» **TRY IT**
Each entry, in full: copy it out exactly.

(Records drawn from a dataset)
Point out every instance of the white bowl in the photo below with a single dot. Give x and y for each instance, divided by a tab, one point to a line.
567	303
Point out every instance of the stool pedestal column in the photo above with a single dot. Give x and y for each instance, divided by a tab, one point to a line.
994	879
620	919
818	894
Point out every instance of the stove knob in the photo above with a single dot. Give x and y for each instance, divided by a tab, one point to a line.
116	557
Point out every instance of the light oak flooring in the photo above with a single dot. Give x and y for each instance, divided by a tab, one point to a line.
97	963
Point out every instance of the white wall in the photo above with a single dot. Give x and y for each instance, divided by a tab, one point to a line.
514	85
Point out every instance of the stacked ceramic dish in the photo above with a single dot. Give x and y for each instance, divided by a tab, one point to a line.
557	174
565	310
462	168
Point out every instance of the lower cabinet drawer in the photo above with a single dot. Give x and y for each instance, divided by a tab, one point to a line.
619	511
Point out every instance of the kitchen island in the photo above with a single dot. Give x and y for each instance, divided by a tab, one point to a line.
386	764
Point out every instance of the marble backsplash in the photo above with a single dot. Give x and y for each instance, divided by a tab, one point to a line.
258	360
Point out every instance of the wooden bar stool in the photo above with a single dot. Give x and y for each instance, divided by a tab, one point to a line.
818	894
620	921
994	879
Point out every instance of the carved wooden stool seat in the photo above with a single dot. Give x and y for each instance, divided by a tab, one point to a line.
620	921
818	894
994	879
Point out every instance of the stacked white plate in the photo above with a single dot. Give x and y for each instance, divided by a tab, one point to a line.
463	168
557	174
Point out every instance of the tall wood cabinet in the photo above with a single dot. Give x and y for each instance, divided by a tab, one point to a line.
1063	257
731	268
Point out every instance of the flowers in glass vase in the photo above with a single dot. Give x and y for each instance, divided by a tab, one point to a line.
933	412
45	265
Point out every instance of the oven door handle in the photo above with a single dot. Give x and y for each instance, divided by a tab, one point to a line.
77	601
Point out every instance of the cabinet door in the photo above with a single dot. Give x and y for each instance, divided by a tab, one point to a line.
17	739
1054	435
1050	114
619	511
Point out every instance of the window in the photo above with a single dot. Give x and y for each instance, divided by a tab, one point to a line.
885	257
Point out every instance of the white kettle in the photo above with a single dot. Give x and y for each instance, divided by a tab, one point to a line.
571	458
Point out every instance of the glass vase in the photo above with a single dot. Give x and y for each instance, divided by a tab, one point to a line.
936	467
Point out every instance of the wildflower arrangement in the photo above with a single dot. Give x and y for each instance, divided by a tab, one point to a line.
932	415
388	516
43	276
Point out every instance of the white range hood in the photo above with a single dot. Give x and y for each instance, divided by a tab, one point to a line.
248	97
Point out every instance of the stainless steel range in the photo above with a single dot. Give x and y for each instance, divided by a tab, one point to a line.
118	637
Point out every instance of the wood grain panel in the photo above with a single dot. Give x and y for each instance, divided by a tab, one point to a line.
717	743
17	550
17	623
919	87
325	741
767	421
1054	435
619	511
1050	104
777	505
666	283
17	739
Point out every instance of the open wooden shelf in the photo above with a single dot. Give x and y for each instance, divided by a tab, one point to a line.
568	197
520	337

» **WRITTEN ANSWER**
Point out every instance of the white bowl in the photo below with a single dot. Give x and y for each instance, divided by a tab, one point to a line.
567	303
Point out every instance of the stool pedestal column in the photo above with a single dot. Give x and y for each instance, divided by a tab, one point to a line.
994	879
620	919
818	894
Point out every instance of the stove knob in the photo above with a single dot. Give x and y for each instance, divided by a tab, one point to a line.
116	557
Point out every instance of the light oak flooring in the photo above with a single dot. Give x and y for each instance, divided by a tab, one point to a line.
97	963
Point out every instance of the white wall in the photo above with a single dot. Give x and y for each instance, divided by a tab, one point to a line.
514	85
Point out every instance of the stacked ceramic dish in the photo above with a single dot. Give x and y for each instance, divided by a tab, one point to a line.
557	174
565	310
462	168
Point out every instance of the lower cabinet drawer in the photo above with a single dot. Give x and y for each instance, divided by a tab, one point to a line.
619	511
Point out every instance of the kitchen island in the photo above with a single dot. Give x and y for each instance, divided by a tab, one point to a line.
386	764
Point out every instance of the marble backsplash in the photo above with a single dot. Give x and y for each instance, divided by a tab, one point to a line.
258	360
Point out every instance of the wooden bar stool in the photo above with a single dot. Give x and y for each instance, divided by a tab, one point to a line.
818	894
620	921
994	879
Point out every instance of the carved wooden stool seat in the photo above with a single dot. Give x and y for each instance, divided by a tab, one point to a line.
620	921
818	894
994	879
Point out every instance of the stacked white plate in the photo above with a single dot. Give x and y for each instance, divided by a tab, one point to a line.
463	168
557	174
Point out every instance of the tall wood cabinet in the photo above with a single dot. Give x and y for each instance, divided by a tab, one point to a line.
1063	257
731	268
Point out every instance of the flowers in glass vase in the photo above with a single dot. Give x and y for each instance, divided by a tab, one point to a line.
933	412
45	265
Point out every instance of the oven door handle in the photo above with a single dot. Give x and y for each instance, divided by a tab, one point to a line.
77	601
Point out every instance of the cabinet door in the photo above with a single dot. Give x and y for each instance, divided by a tab, one point to a line.
17	739
1054	435
1050	114
619	511
Point out every instance of the window in the photo above with a single dot. Give x and y for each instance, divided by a tab, one point to a line.
885	257
Point out every instance of the white kettle in the photo above with a single dot. Give x and y for each instance, divided by a tab, one point to a line.
571	458
Point out every instance of the glass vase in the photo above with a single dot. Give x and y for each instance, divided by a tab, one point to a line.
936	467
Point out every instance of the wildflower arrangement in the photo above with a single dot. Give x and y for each instance, divided by a tab, one point to a line.
932	415
388	516
43	276
Point out every instance of the white range hood in the photo above with a single dot. Give x and y for each instance, divided by a tab, one point to a line.
248	97
Point out every instance of the stainless steel range in the photo above with a single dot. Give x and y for each instance, divided by a tab, one point to a line.
118	637
Point out every instance of the wood grain panel in the photo above with a single dot. Give x and y for each instance, divided by a tab, one point to a line.
717	743
17	550
17	623
919	87
325	741
767	421
1054	435
619	511
1050	104
777	505
666	283
17	739
Point out every instance of the open wooden shelf in the photo above with a single dot. Give x and y for each instance, divided by a tab, one point to a line.
568	197
520	337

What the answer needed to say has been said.